*WRITTEN INSTRUCTION*
Edit the material below so that each "annotate" becomes "mark", and leave everything else as it is.

# start of LISTING

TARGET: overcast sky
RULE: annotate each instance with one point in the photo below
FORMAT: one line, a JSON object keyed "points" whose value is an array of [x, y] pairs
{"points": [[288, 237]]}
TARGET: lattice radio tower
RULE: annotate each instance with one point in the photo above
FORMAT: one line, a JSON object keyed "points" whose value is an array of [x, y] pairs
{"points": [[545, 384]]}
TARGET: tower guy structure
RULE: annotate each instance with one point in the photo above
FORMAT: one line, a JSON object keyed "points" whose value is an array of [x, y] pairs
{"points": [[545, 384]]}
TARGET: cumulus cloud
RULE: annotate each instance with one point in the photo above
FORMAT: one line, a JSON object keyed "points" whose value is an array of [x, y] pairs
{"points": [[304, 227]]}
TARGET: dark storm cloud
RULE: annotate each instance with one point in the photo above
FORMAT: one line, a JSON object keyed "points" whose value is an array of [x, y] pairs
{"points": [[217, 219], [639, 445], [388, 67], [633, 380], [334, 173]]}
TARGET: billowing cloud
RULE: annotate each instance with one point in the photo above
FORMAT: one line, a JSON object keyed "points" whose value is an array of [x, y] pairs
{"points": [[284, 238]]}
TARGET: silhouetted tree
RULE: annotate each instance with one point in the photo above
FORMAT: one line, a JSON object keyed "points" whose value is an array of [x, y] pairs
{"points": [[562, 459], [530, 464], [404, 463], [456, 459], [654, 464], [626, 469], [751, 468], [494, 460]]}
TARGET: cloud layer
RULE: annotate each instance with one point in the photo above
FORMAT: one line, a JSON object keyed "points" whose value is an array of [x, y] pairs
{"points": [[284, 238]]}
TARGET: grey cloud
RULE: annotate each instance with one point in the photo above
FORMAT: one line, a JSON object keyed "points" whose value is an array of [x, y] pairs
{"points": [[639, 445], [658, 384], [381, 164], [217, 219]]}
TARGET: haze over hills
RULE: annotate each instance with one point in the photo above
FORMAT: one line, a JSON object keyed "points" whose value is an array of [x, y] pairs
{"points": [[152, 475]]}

# end of LISTING

*FULL ANSWER*
TARGET: overcast sky
RULE: mark each instance with one point in the photo below
FORMAT: one line, a JSON object keyed "points" whose value is an array of [x, y] pairs
{"points": [[288, 237]]}
TARGET: lattice radio tower
RULE: mark each instance with one point in the photo above
FORMAT: one line, a JSON object keyed "points" whose value is an array of [x, y] pairs
{"points": [[545, 384]]}
TARGET: tower guy structure
RULE: mark each instance with one point in the photo above
FORMAT: one line, a JSON object keyed "points" whose value is an array of [x, y] pairs
{"points": [[545, 384]]}
TARGET: cumulus cloud
RULE: mark each instance with one point in the photo above
FORMAT: one line, a JSON object keyed "points" whose value is an array of [x, y] pairs
{"points": [[304, 227]]}
TARGET: dark storm cloud
RULE: mark each instance with one point in the photo above
FORMAT: one line, a JSON object keyed "points" whose value is an array of [x, y] pairs
{"points": [[217, 219], [639, 445], [388, 67], [633, 380], [334, 173]]}
TARGET: billowing cloud
RULE: mark each instance with one point in the photo above
FORMAT: one line, a JSON object keyed "points" whose value is an array of [x, y] pairs
{"points": [[284, 238]]}
TARGET: silhouetted tree
RULE: mark each instance with one point in the photo above
FORMAT: one line, a JSON object keyed "points" whose value is an array of [x, y] pairs
{"points": [[562, 459], [530, 464], [404, 463], [456, 459], [654, 464], [626, 469], [751, 468], [494, 460]]}
TARGET: cloud layer
RULE: mark each instance with one point in the photo above
FORMAT: one line, a JSON object keyed "points" whose value is an array of [x, y] pairs
{"points": [[284, 238]]}
TARGET: grey cloud
RULE: mark each instance with one point in the photo above
FORMAT: one line, a JSON object keyed "points" whose value is an array of [x, y] pairs
{"points": [[639, 445], [658, 384], [381, 164], [217, 219]]}
TARGET: haze over hills
RULE: mark each instance with one point in the photo above
FORMAT: one line, a JSON object keyed "points" whose value is an array of [x, y] pairs
{"points": [[152, 475]]}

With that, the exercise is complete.